Observability: Health, Monitoring & Logs¶
This guide covers the tools and procedures for monitoring the Cloudflare RAG service.
1. Health Checks¶
Health checks are the first line of defense for detecting issues.
API-Side Health Probes¶
The Labeeb API provides endpoints to check the health of its Cloudflare dependencies from its own perspective.
| Endpoint | Probe | Checks | Potential Outcomes |
|---|---|---|---|
/api/health/ai-gateway |
Default (/models) |
AI Gateway connectivity (cached) | ok, degraded |
/api/health/ai-gateway |
?probe=embeddings |
Upstream provider quota | ok, rate_limited, down |
/api/health/edge-llm |
Worker /llm/health |
Custom worker health | ok, down |
Worker-Side Health¶
- Endpoint:
/rag/health - Deep Check: Use
?deep=1to include a quick embedding timing test, which verifies the Workers AI binding is functional.
2. Logs¶
Real-time logs are essential for debugging.
- Command: Use
wrangler tailto stream live logs from your worker. - AI Gateway Logs: View detailed logs and analytics in the Cloudflare dashboard under AI → AI Gateway → Logs.

***

● **Using the information**
a: Answer these questions from the Cloudflare RAG monitoring guide:
(i) What does the guide call health checks?
(ii) Which outcomes can the /api/health/ai-gateway endpoint report with the "?probe=embeddings" probe?
(iii) Where in the Cloudflare dashboard are AI Gateway logs viewed?
b: Pick up the Cloudflare RAG monitoring guide after its last sentence and keep writing.
The rows have nothing to do with the work on the monitoring guide.

● **Point-per-instance localization data**
***

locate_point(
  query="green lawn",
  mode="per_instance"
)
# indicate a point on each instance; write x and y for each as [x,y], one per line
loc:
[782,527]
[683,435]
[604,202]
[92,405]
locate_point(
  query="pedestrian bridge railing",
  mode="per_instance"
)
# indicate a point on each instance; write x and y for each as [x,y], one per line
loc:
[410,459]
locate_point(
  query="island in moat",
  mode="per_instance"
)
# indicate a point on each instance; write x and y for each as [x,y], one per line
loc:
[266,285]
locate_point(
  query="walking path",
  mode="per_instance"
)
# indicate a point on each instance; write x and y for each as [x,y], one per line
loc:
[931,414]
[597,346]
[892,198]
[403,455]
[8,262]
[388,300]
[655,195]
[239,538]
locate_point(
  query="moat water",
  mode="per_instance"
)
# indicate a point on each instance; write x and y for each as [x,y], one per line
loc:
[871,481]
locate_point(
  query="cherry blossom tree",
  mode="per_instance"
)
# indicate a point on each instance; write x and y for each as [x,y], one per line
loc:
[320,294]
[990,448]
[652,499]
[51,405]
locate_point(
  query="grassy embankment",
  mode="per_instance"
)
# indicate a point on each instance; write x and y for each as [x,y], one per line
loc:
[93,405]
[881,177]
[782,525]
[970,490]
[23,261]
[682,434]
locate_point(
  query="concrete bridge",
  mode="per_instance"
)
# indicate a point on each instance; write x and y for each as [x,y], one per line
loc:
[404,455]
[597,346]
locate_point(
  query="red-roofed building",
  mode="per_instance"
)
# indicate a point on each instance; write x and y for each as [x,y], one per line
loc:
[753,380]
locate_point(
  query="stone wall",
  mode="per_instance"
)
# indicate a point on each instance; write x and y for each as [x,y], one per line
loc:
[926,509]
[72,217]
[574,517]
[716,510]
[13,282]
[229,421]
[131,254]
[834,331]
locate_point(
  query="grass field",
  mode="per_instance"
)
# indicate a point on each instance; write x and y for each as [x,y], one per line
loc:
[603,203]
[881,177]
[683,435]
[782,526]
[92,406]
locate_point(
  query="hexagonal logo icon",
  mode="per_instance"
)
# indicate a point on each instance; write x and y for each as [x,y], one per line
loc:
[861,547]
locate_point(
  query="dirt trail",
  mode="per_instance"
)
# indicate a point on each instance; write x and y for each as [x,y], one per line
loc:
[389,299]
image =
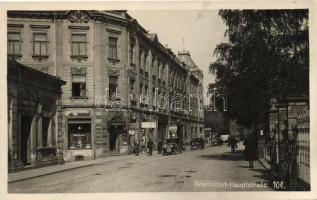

***

● **Exercise responses**
a:
(i) The first line of defense for detecting issues.
(ii) ok, rate_limited, down.
(iii) Under AI → AI Gateway → Logs.

b:
3. Monitoring & Dashboards¶
AI Gateway Dashboard¶
The AI Gateway dashboard is the primary tool for monitoring cost, latency, and errors related to third-party LLM providers.
- Location: AI → AI Gateway → Analytics
- Key Metrics to Watch:
- Cache Hit Ratio: Enable Cache responses in the gateway settings to reduce costs and latency. A high cache hit ratio is desirable.
- Errors: Monitor for spikes in error rates, which could indicate issues with an upstream provider.
- Latency: Track p95 latency to ensure providers are meeting performance expectations.
Vectorize¶
Use the Wrangler CLI to inspect the status and metadata of your Vectorize indexes.
# List all Vectorize indexes in your account
wrangler vectorize list
# List the metadata configuration for a specific index
wrangler vectorize list-metadata-index labeeb-articles-dev
Server-Timing Header¶
The /rag/query endpoint includes a Server-Timing response header, which provides a detailed breakdown of the time spent in each stage of the RAG pipeline (e.g., embed, search, rerank). This is invaluable for performance analysis.